Write what comes next in the design project blog posts below, starting right after their last sentence.

---- Excerpted passage

Monday, March 27, 2017

Jose Diaz - Laser Engraving






For my laser engraving I wanted to combine a couple of designs that I really like to work with. Which consist of a deer theme and an Asian coin theme. I wanted to put these two things together in a way that was visually appealing without looking like they were competing with each other.

I used Illustrator to create my design to making sure to the image was completely made up of vectors. First I made half the coin just using basic shapes line circles and rectangles to create most of the design.  Once that was done I mirrored the image to create a whole and merged them together. Then on a different layer I created the deer image. With that image done I placed the deer on top of the round design and removed the inside elements so that the deer image was empty. After that the image was taken into Rhino so it could be engraved.


The final piece ended up becoming a key-ring holder. It’s made from ¾ inch birch plywood that was not stained but sealed with a poly in order to highlight the laser engraving without making it disappear had I used a darker stain. Then I added hooks in a staggered fashion in order to provide a place to put up your keys. Lastly I stained the edges of the plywood a dark brown in order to give it more visual interest.

Sunday, March 26, 2017

Sarah Roberson: Serial Slice

Concept:

For my concept for this piece, I was recommended by a friend to do a Knight straight out of the chess game. The picture above is the one that I really liked. I really liked how the curves of the drawing we sharp and almost menacing. This is what drew me to the drawing above.

--------
---- Data lines

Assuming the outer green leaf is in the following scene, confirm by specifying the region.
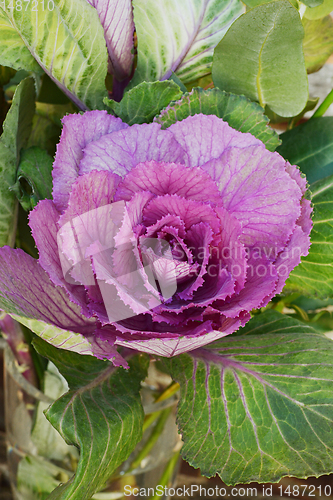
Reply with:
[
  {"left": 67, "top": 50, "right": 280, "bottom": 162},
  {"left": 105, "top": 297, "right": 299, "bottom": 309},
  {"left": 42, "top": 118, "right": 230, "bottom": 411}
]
[
  {"left": 302, "top": 16, "right": 333, "bottom": 73},
  {"left": 0, "top": 5, "right": 42, "bottom": 73},
  {"left": 0, "top": 64, "right": 16, "bottom": 87},
  {"left": 243, "top": 0, "right": 296, "bottom": 10},
  {"left": 212, "top": 0, "right": 308, "bottom": 116},
  {"left": 0, "top": 0, "right": 107, "bottom": 109},
  {"left": 34, "top": 339, "right": 148, "bottom": 500},
  {"left": 302, "top": 0, "right": 324, "bottom": 8},
  {"left": 104, "top": 80, "right": 183, "bottom": 125},
  {"left": 165, "top": 311, "right": 333, "bottom": 484},
  {"left": 304, "top": 0, "right": 333, "bottom": 20},
  {"left": 154, "top": 88, "right": 280, "bottom": 151},
  {"left": 278, "top": 116, "right": 333, "bottom": 183},
  {"left": 265, "top": 97, "right": 319, "bottom": 124},
  {"left": 286, "top": 175, "right": 333, "bottom": 297},
  {"left": 12, "top": 146, "right": 53, "bottom": 210},
  {"left": 11, "top": 314, "right": 94, "bottom": 355},
  {"left": 0, "top": 78, "right": 35, "bottom": 246},
  {"left": 131, "top": 0, "right": 244, "bottom": 86}
]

--------

◆ Output below
Modeling Techniques:

I modeled this in many different ways as to try and figure out the best way to get as much detail as possible out of my model. I first though, began by taking the concept picture at the top of this post and drew and initial shape with it. After I completed the initial shape, I trimmed off the hair on both the back of the neck and the forehead as well as the base on the bottom. I then revolved the base so it had organic movement to it rather than be blocky. I then extruded out the top piece and it gave it the shape on the top ghosted image. I then had a friend who helped me learn how to contour it to where there was one face on the side rather than several. This created a flat plane to be able to do some cool design work on it. To achieve the design on the side, I had a friend help me place an image traced version of my concept picture over the top and move it around to create different depths. This was just the inside portions of the picture rather than the whole thing. I then used the contours to move the different shapes across the model. I extruded the top and fitted it into the base by creating a tab that would allow me to set the piece inside without having to put dowel rods inside of it.


When I laid out my design after contouring it, I used a piece of wood that had already been used for another laser cutting project. So I had to scale it down several times to make sure I had enough room to lay out the entire design.



I also did two different versions of layers for Keyshot. The one on the top, was to create the look of one solid object but using two different materials, the other idea was to interlay several materials. I wanted it to look more interesting than just two material choices.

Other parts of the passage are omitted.